— START DOCUMENT —

Poetry for the stage, not the page

By Jeffrey Bruner, The Des Moines Register

If Old School poetry is a lazy summer afternoon under an oak tree with a bottle of wine and a copy of Whitman's "Leaves of Grass," then consider the New School "Def Poetry Jam" as an in-your-face, high-passion, high-energy evening with a boatload of Jager Bombs.

Put it this way: Emily Dickinson never pondered Krispy Kreme doughnuts and E.E. Cummings never dreamed of reciting a poem called "Negro Auction Network."

"Def Poetry Jam," created by hip-hop mogul Russell Simmons, comes to the Civic Center of Greater Des Moines on Tuesday night for one show.

Simmons brought the show to HBO for four seasons and then took a version to Broadway, where it won a Tony Award last year for Best Special Theatrical Event. In the show, each poet gets a turn on stage to recite his work on a wide range of subjects - some with force and passion, others introspectively and some with humor. Unlike poetry slams, the event is not a competition.

In an interview with the Baltimore Sun, Simmons said he's found that most people can relate to poetry in a spoken-word format.

"You ask high school students if they write poetry, and 80 percent of them will say, 'Yeah.' They're listening to rappers like Rakeim and Jay-Z, and they're expressing themselves in their own words," Simmons told the Sun. "The poets in the show are free thinkers, not like the rest of us who watch TV and become sheep."

Six members of the original Broadway show, plus three new members, will perform Tuesday night, including Suheir Hammad.

"Every night we get to read these poems that are very close to us personally and they resonate with people," said Hammad, calling from a Holiday Inn in Florida.

Hammad, a Palestinian-American woman who grew up in Brooklyn, definitely falls into the free-thinker category. Some of her work is political, but much, she stresses, is not.

Yet a poem about her parents can humanize them in a way to many audiences because, as she notes, "I'm going to be the first Arab woman they've heard speak for themselves."

The Broadway show may not have been a big financial success but it was lavished with critical praise and drew droves of first-time theater-goers.

"We brought in audiences who did not grow up thinking the Broadway stage was somewhere they could end up," Hammad said.

— END DOCUMENT —

TASK REQUIREMENTS:
1. According to the article, what award did the Broadway version of the show win last year?
2. Please swap "Tuesday" for "Thursday" in the article passage starting at "If Old School" and ending at "for one show.", and write out that passage with the change.

— START SUPPLIED DATA —

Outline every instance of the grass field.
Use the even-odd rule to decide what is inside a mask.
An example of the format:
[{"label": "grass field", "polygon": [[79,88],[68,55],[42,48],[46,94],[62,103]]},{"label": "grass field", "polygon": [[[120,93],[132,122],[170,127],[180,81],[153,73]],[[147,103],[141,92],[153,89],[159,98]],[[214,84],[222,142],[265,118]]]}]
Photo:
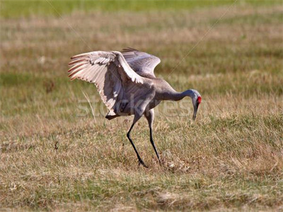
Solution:
[{"label": "grass field", "polygon": [[[173,2],[1,1],[0,210],[283,209],[282,1]],[[195,122],[189,100],[156,108],[162,166],[145,119],[149,169],[132,117],[106,120],[67,77],[70,57],[125,47],[202,96]]]}]

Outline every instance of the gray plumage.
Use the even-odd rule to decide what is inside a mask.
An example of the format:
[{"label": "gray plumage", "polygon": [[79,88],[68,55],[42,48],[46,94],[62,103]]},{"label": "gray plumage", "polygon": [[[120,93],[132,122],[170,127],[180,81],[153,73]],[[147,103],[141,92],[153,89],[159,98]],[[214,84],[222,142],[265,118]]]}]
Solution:
[{"label": "gray plumage", "polygon": [[148,120],[150,141],[159,162],[152,136],[154,108],[162,100],[177,101],[189,96],[192,98],[193,119],[195,119],[201,102],[200,93],[193,89],[177,92],[166,81],[156,78],[154,68],[161,61],[157,57],[127,48],[121,52],[97,51],[71,59],[69,76],[71,80],[78,78],[96,86],[102,100],[109,110],[107,119],[134,115],[127,136],[137,153],[139,163],[144,167],[146,165],[130,138],[132,129],[142,115]]}]

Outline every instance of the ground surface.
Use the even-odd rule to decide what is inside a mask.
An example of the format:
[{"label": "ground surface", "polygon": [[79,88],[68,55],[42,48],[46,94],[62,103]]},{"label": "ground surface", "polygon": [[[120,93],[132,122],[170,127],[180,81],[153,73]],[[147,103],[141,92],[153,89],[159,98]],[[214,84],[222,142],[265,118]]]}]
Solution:
[{"label": "ground surface", "polygon": [[[270,1],[1,1],[0,206],[282,209],[283,7]],[[190,100],[158,107],[161,167],[145,120],[132,138],[149,169],[126,139],[132,118],[105,119],[94,86],[67,77],[71,56],[128,46],[202,95],[195,122]]]}]

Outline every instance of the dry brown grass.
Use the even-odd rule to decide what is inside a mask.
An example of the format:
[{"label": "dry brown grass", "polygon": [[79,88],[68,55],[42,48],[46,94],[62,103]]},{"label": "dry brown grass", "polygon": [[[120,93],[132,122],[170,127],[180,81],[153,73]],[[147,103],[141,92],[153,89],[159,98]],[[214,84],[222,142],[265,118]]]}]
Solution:
[{"label": "dry brown grass", "polygon": [[[226,9],[1,20],[0,206],[282,209],[283,8],[232,8],[171,72]],[[144,120],[132,137],[149,169],[126,139],[131,117],[108,122],[93,102],[93,118],[82,93],[95,102],[93,86],[67,78],[70,56],[127,46],[160,57],[157,76],[204,99],[195,123],[180,105],[157,108],[161,167]]]}]

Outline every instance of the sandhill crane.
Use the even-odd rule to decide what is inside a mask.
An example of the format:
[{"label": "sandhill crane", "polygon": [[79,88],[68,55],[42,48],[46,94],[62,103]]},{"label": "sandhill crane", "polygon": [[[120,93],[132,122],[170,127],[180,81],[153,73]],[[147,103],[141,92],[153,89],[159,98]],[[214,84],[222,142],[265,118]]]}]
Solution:
[{"label": "sandhill crane", "polygon": [[139,164],[146,167],[131,139],[134,124],[144,115],[149,126],[150,141],[161,163],[154,145],[152,126],[154,110],[162,100],[178,101],[186,96],[192,98],[195,120],[202,101],[200,93],[193,89],[175,91],[166,81],[155,76],[154,68],[159,58],[127,48],[122,52],[92,52],[74,56],[69,64],[69,76],[94,83],[102,100],[109,110],[105,118],[134,115],[127,137],[136,152]]}]

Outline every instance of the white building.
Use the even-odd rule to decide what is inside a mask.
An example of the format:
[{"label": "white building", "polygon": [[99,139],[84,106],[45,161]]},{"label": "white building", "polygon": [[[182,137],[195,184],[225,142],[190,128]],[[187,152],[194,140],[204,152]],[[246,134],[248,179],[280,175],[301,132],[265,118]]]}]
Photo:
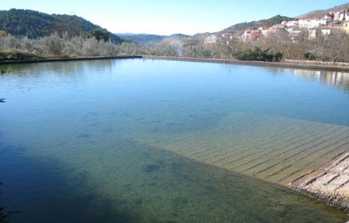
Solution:
[{"label": "white building", "polygon": [[301,19],[298,20],[300,28],[313,29],[320,26],[325,26],[327,20],[322,19]]},{"label": "white building", "polygon": [[285,26],[287,27],[298,27],[299,26],[299,24],[298,23],[298,21],[296,20],[292,20],[292,21],[288,21]]},{"label": "white building", "polygon": [[215,35],[210,35],[205,40],[206,44],[216,43],[216,42],[217,42],[217,37]]}]

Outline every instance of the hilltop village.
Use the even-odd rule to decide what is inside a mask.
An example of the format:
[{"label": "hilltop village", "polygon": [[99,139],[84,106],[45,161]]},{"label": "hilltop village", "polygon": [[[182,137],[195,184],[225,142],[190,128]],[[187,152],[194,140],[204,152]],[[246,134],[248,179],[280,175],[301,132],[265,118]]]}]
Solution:
[{"label": "hilltop village", "polygon": [[283,21],[275,25],[265,24],[258,29],[245,30],[243,33],[221,33],[210,35],[205,40],[205,44],[216,43],[218,40],[224,40],[229,44],[233,39],[248,42],[267,37],[272,34],[283,34],[296,41],[297,37],[303,31],[308,34],[309,39],[320,36],[330,35],[334,29],[341,29],[349,33],[349,10],[329,12],[322,17],[300,18],[291,21]]}]

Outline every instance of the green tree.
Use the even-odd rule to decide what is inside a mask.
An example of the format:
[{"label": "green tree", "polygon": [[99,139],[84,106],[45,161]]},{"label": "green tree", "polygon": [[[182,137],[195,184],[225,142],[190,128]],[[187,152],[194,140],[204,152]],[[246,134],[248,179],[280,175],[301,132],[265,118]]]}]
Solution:
[{"label": "green tree", "polygon": [[94,37],[98,41],[100,41],[101,40],[103,40],[105,42],[109,41],[109,40],[110,39],[110,36],[109,36],[109,33],[107,32],[103,32],[99,29],[96,29],[90,31],[87,34],[87,37]]}]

— END SUPPLIED DATA —

COMPLETE ANSWERS:
1. A Tony Award for Best Special Theatrical Event.

2.
If Old School poetry is a lazy summer afternoon under an oak tree with a bottle of wine and a copy of Whitman's "Leaves of Grass," then consider the New School "Def Poetry Jam" as an in-your-face, high-passion, high-energy evening with a boatload of Jager Bombs.

Put it this way: Emily Dickinson never pondered Krispy Kreme doughnuts and E.E. Cummings never dreamed of reciting a poem called "Negro Auction Network."

"Def Poetry Jam," created by hip-hop mogul Russell Simmons, comes to the Civic Center of Greater Des Moines on Thursday night for one show.